- **Extract provided**:
○ ○ ○ ○ ○ ○ ○
American Airlines will receive $5.8 billion in government aid to pay its employees as the airline announced on April 14th. Amid a sharp decline in profits and revenue, the airline joined a coalition of others to seek government aid. Now, after the passage of the Coronavirus Aid, Relief, and Economic Security (CARES) Act, American Airlines will receive funds to pay its employees.
$5.8 billion heading American’s way
The money will be split into two pools. $4.1 billion will come in the form of a direct grant from the federal government. Meanwhile, the other $1.7 billion will come in the form of a low-interest loan. American will outline additional terms of the funding when it files an update with the Securities and Exchange Commission.
American Airlines will use the money to support the salaries and benefits the airline provides to its employees. With this Payroll Support Program (PSP) grant, American’s employees will not face involuntary furloughs or pay reductions through at least September 30, 2020.
○ ○ ○ ○ ○ ○ ○
- **Extracted data**:

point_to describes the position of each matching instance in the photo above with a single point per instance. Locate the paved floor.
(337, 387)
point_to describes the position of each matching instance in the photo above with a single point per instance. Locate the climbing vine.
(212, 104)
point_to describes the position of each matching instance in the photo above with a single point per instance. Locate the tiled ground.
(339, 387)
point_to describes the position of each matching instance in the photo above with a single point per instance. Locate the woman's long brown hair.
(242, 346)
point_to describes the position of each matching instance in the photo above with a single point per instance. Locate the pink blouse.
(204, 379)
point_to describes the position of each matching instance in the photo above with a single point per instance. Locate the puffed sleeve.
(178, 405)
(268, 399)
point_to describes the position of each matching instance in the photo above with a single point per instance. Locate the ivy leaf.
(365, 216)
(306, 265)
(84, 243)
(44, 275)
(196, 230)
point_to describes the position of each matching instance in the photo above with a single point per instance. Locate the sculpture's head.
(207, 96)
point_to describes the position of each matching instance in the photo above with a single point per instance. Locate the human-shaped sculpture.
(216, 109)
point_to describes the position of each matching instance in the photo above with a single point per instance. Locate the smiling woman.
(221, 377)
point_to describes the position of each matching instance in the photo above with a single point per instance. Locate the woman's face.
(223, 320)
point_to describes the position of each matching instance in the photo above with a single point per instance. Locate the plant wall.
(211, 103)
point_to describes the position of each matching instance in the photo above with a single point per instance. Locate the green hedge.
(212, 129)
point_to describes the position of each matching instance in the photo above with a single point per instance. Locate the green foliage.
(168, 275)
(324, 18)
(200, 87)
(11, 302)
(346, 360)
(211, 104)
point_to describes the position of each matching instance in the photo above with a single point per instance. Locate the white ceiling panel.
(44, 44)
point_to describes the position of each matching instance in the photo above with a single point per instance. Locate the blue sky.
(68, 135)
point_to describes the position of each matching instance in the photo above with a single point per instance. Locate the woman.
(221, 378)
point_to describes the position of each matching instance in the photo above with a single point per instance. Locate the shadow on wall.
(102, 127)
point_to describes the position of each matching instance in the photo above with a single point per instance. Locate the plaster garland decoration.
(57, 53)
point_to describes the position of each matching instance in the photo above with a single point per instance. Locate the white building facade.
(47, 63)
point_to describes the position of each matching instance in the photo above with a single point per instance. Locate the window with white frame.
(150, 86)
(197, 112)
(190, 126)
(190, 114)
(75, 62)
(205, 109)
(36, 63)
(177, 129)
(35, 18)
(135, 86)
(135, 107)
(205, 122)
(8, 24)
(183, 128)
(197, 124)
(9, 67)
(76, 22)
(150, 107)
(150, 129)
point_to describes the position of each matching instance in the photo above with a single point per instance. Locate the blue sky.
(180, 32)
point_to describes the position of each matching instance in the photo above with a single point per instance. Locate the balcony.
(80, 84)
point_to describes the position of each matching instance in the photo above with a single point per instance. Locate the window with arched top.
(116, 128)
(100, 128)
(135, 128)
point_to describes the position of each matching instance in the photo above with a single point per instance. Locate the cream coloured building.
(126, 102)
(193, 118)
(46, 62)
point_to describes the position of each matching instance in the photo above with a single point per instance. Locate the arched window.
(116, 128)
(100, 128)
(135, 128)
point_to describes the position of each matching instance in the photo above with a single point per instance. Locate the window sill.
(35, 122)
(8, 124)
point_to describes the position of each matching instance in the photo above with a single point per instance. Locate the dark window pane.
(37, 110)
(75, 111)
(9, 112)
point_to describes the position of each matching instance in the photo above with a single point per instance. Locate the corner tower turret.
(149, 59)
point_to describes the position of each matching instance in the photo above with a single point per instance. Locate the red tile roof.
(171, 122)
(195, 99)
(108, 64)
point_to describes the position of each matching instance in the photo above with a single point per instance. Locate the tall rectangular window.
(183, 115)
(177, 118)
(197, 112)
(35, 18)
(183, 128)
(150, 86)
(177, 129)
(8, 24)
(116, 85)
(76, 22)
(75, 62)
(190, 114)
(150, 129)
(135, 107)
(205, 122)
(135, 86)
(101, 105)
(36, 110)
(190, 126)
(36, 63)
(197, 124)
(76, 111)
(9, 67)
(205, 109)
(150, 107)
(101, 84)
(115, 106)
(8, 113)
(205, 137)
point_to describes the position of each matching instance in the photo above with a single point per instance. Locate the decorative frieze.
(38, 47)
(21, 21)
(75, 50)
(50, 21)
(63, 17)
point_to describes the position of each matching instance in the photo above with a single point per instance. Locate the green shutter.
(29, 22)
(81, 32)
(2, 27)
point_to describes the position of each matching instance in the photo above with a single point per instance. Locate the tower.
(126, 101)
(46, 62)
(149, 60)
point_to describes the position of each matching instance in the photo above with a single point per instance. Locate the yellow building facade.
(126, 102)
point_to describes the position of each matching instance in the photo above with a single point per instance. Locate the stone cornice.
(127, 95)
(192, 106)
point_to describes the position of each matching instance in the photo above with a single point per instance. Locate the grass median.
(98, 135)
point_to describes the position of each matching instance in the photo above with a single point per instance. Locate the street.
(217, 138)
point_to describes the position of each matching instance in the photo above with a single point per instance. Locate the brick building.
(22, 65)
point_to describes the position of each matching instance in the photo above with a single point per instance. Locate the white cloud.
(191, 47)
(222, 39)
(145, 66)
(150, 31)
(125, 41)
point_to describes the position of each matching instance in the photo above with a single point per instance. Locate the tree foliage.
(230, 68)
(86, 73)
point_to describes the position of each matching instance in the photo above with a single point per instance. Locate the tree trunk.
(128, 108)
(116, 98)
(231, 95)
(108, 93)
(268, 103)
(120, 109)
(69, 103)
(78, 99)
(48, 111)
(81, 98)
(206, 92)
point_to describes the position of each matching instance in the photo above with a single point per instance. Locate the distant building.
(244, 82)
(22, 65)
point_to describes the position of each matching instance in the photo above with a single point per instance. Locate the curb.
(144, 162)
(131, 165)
○ ○ ○ ○ ○ ○ ○
- **Set of tasks**:
**1)** In the passage on American Airlines' federal aid, rewrite the paragraph beginning "The money will be split into two pools" as a short bulleted list that keeps its main facts.
**2)** Write the next part of the passage on American Airlines' federal aid, starting after its final sentence.

- **Expected results**:
**1)**
- The $5.8 billion is divided into two pools.
- $4.1 billion is a direct federal grant.
- $1.7 billion is a low-interest loan.
- American will give further terms in an update filed with the Securities and Exchange Commission.

**2)**
American Airlines Chairman and CEO, Doug Parker, offered the following statement:
“The Payroll Support Program recognizes the extraordinary dedication of our entire team, and importantly, sustains the critical air service being provided by our frontline team members”
He went further to commend legislators, federal officials and American’s employees and their unions. At the end of the statement, Doug Parker also added the following:
“The support our government has entrusted to us carries immense responsibility and an obligation that American Airlines is privileged to undertake. We recognize the importance of our service as evidenced by the customers who continue to fly today for important reasons, including medical professionals getting to where they are most needed and family members getting to where they feel most safe. It is our privilege to continue flying through the downturn and to be in a ready position as our country and the world return to the skies”
Limiting controversial practices
One of the major controversies with providing assistance to airlines were stock buybacks, dividends, and large paychecks for airline executives. These issues are not unique to American Airlines. In receiving this aid, American has agreed to limit all of the aforementioned practices. Further details will be available in the filing.
Another loan for $4.75 billion
The Dallas-based carrier also announced that it will apply for a loan of $4.75 billion from the United States Treasury. This loan has not yet been finalized. American will need to apply and, likely, negotiate the terms of this loan.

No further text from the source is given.